> _Aim_:
Rewrite every line of the data, starting at the line that contains "task | put one marker on every instance of the sneaker" and ending at the line that contains "x=263 y=203", with both end lines included and only these lines given. Shift each coordinate value in that span by -150.

> _Extracted records_:
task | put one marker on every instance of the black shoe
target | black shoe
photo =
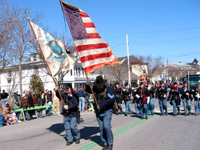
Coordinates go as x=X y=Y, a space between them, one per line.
x=69 y=143
x=77 y=141
x=109 y=147
x=105 y=147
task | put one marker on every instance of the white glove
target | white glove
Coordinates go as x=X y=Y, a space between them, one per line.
x=66 y=107
x=137 y=96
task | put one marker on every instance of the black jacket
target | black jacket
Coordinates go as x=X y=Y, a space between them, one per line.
x=72 y=102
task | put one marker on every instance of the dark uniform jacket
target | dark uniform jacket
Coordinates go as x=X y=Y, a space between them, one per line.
x=162 y=93
x=126 y=94
x=72 y=102
x=184 y=92
x=105 y=98
x=151 y=92
x=142 y=92
x=118 y=95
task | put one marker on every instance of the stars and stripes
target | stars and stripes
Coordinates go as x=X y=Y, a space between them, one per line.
x=93 y=51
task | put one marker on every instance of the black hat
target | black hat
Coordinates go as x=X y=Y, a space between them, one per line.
x=100 y=81
x=136 y=85
x=68 y=85
x=126 y=84
x=184 y=82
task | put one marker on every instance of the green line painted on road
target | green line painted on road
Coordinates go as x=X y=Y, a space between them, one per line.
x=116 y=133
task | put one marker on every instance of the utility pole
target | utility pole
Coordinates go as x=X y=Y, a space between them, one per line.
x=129 y=73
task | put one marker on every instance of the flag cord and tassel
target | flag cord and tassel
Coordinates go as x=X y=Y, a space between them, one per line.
x=44 y=59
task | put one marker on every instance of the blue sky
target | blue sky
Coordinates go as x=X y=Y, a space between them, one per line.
x=167 y=28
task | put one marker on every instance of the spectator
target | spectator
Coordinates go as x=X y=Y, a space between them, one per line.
x=1 y=120
x=4 y=96
x=7 y=111
x=30 y=104
x=49 y=102
x=40 y=103
x=81 y=95
x=16 y=102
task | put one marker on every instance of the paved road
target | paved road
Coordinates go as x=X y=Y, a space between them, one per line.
x=156 y=133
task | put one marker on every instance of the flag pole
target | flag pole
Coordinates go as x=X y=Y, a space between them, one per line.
x=129 y=73
x=44 y=59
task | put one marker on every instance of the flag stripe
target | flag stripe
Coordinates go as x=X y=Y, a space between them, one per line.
x=89 y=42
x=97 y=61
x=83 y=14
x=93 y=51
x=89 y=25
x=93 y=35
x=95 y=56
x=90 y=47
x=91 y=30
x=93 y=67
x=86 y=19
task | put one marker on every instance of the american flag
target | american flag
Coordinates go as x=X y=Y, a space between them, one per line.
x=93 y=51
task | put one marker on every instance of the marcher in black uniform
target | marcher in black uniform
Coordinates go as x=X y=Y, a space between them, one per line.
x=118 y=97
x=150 y=103
x=106 y=98
x=196 y=95
x=162 y=98
x=142 y=95
x=186 y=97
x=175 y=99
x=136 y=100
x=127 y=100
x=70 y=114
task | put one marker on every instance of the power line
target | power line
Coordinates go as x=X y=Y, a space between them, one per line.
x=146 y=32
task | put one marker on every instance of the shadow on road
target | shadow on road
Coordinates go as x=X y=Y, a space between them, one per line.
x=87 y=133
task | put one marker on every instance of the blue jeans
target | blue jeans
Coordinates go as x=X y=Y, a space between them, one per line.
x=104 y=120
x=197 y=107
x=27 y=115
x=81 y=103
x=143 y=110
x=4 y=102
x=175 y=106
x=71 y=128
x=187 y=105
x=163 y=105
x=128 y=109
x=151 y=106
x=136 y=108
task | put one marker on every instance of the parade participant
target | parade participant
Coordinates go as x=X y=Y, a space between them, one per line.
x=175 y=99
x=142 y=95
x=186 y=97
x=151 y=93
x=127 y=93
x=196 y=94
x=16 y=102
x=118 y=100
x=81 y=96
x=162 y=98
x=4 y=97
x=136 y=100
x=105 y=98
x=70 y=114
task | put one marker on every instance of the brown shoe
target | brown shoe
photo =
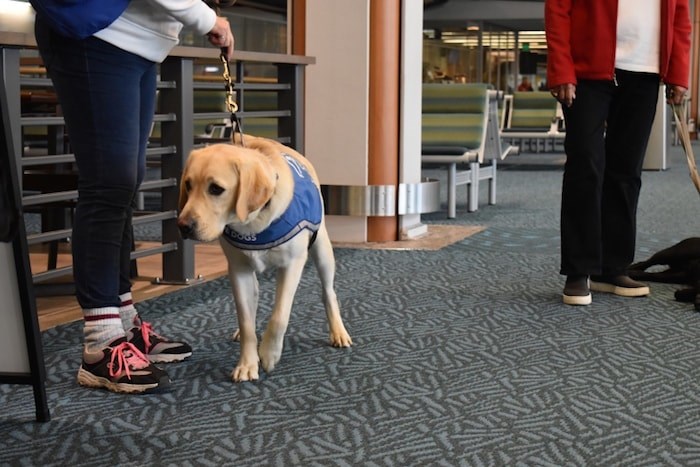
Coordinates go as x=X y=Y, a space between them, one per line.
x=621 y=285
x=577 y=291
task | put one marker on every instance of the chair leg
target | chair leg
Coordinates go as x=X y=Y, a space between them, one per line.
x=473 y=201
x=492 y=182
x=452 y=191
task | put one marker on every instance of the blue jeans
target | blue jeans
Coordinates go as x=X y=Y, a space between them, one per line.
x=107 y=97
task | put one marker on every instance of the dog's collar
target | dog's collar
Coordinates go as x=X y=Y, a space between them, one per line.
x=305 y=212
x=267 y=205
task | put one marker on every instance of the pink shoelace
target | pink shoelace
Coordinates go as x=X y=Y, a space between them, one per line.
x=146 y=332
x=127 y=357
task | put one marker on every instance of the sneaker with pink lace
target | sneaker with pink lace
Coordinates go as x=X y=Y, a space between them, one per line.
x=121 y=367
x=155 y=347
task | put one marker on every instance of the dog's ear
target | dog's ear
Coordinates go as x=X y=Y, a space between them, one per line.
x=256 y=184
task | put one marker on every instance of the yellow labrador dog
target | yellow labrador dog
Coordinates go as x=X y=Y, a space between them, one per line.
x=263 y=203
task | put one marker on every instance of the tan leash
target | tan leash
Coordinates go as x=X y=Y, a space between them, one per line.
x=230 y=101
x=682 y=128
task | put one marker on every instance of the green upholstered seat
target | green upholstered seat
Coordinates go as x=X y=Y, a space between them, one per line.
x=454 y=116
x=532 y=111
x=454 y=133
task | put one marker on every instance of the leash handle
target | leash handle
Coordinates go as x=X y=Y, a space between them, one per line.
x=229 y=99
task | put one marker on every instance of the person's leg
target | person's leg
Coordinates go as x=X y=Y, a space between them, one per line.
x=97 y=86
x=157 y=348
x=581 y=189
x=583 y=178
x=631 y=117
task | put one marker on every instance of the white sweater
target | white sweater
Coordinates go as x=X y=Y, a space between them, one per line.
x=150 y=28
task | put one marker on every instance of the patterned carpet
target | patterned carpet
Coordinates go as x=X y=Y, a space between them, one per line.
x=461 y=356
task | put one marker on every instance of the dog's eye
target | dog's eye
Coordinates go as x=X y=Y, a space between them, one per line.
x=215 y=190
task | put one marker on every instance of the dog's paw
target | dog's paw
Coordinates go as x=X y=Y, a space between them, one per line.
x=270 y=352
x=340 y=339
x=245 y=373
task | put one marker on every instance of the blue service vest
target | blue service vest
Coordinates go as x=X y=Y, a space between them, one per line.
x=304 y=212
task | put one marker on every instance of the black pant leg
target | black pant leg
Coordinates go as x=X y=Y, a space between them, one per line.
x=583 y=178
x=631 y=117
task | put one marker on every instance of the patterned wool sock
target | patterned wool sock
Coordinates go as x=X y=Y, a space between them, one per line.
x=127 y=312
x=102 y=326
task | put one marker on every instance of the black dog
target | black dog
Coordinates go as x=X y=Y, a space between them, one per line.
x=683 y=261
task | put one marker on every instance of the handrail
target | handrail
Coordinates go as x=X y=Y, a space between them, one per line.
x=176 y=119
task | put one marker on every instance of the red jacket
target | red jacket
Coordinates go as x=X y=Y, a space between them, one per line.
x=581 y=39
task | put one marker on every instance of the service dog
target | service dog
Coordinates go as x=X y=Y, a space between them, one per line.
x=263 y=202
x=683 y=267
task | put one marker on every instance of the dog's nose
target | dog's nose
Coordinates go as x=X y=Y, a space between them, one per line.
x=186 y=228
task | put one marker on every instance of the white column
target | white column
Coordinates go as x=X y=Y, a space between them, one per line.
x=410 y=121
x=337 y=89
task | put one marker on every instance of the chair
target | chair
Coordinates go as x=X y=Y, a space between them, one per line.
x=533 y=116
x=459 y=126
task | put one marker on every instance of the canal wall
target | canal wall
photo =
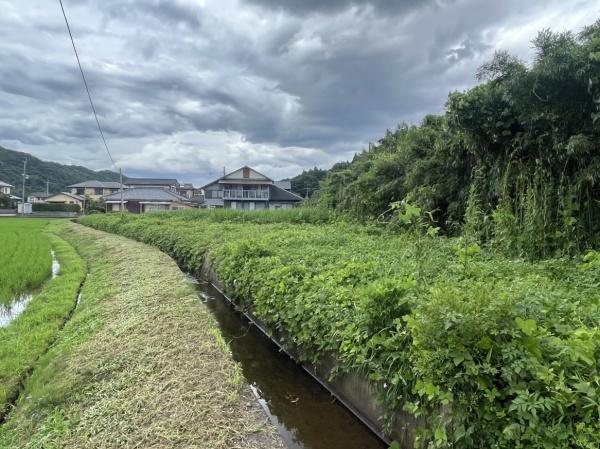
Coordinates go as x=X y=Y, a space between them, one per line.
x=356 y=392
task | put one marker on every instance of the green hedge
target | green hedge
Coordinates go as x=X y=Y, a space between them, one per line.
x=494 y=352
x=55 y=207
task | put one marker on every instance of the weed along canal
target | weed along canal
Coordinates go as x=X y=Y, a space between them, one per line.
x=305 y=414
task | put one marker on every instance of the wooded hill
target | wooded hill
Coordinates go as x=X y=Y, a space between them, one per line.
x=514 y=161
x=59 y=175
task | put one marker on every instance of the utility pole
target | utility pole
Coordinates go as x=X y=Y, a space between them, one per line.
x=23 y=189
x=121 y=188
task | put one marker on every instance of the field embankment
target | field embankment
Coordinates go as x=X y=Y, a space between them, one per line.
x=494 y=352
x=25 y=256
x=139 y=364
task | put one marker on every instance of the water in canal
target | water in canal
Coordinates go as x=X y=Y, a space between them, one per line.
x=305 y=414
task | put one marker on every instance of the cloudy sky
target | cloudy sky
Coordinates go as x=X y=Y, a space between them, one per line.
x=186 y=87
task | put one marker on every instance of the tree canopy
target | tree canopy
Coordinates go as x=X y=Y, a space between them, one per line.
x=516 y=159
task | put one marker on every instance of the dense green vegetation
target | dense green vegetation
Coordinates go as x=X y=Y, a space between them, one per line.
x=55 y=207
x=26 y=338
x=515 y=159
x=494 y=352
x=25 y=256
x=59 y=175
x=137 y=365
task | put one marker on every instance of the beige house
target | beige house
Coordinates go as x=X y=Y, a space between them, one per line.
x=95 y=190
x=246 y=188
x=143 y=200
x=66 y=198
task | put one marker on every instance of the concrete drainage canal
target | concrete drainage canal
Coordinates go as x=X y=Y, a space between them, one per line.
x=305 y=414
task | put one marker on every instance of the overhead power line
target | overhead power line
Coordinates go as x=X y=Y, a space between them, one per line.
x=85 y=84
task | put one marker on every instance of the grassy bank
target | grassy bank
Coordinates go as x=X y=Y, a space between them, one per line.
x=510 y=347
x=139 y=364
x=24 y=256
x=26 y=338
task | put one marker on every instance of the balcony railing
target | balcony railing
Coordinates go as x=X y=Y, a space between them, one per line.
x=246 y=194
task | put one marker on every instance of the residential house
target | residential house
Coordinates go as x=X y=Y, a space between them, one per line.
x=152 y=183
x=95 y=190
x=5 y=189
x=187 y=190
x=285 y=185
x=246 y=188
x=146 y=199
x=66 y=198
x=37 y=197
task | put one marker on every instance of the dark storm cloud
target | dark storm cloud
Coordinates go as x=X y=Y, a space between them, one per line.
x=305 y=7
x=188 y=86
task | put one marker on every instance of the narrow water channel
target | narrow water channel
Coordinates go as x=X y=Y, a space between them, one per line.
x=305 y=414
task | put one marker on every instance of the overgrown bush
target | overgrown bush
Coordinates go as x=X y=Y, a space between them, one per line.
x=493 y=352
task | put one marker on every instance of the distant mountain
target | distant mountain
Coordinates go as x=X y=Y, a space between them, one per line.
x=59 y=175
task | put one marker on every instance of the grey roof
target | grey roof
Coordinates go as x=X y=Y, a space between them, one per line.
x=285 y=185
x=267 y=180
x=72 y=195
x=93 y=184
x=276 y=193
x=150 y=181
x=146 y=194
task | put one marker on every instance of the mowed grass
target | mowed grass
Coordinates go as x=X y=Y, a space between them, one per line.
x=140 y=364
x=24 y=256
x=25 y=339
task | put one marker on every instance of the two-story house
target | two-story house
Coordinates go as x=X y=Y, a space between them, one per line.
x=95 y=190
x=246 y=188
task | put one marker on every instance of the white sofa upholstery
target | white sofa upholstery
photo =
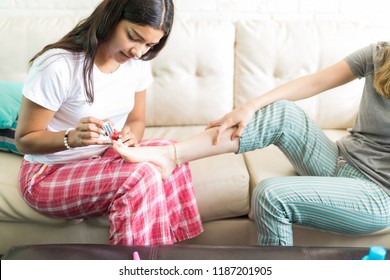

> _Solution for this task_:
task | put one marker on every instance of the sneaker with pink lace
target | sneaker with pink lace
Coordinates go as x=X y=Y, a space between them, one per line.
x=-29 y=217
x=5 y=197
task | put one marker on every instance of the dog's ear
target | dog's ear
Coordinates go as x=X y=Y, a space between them, one per line.
x=106 y=34
task | put one marker on every instance of the yellow labrador dog
target | yellow labrador dog
Coordinates go as x=X y=Y, a space between them, one per line.
x=113 y=53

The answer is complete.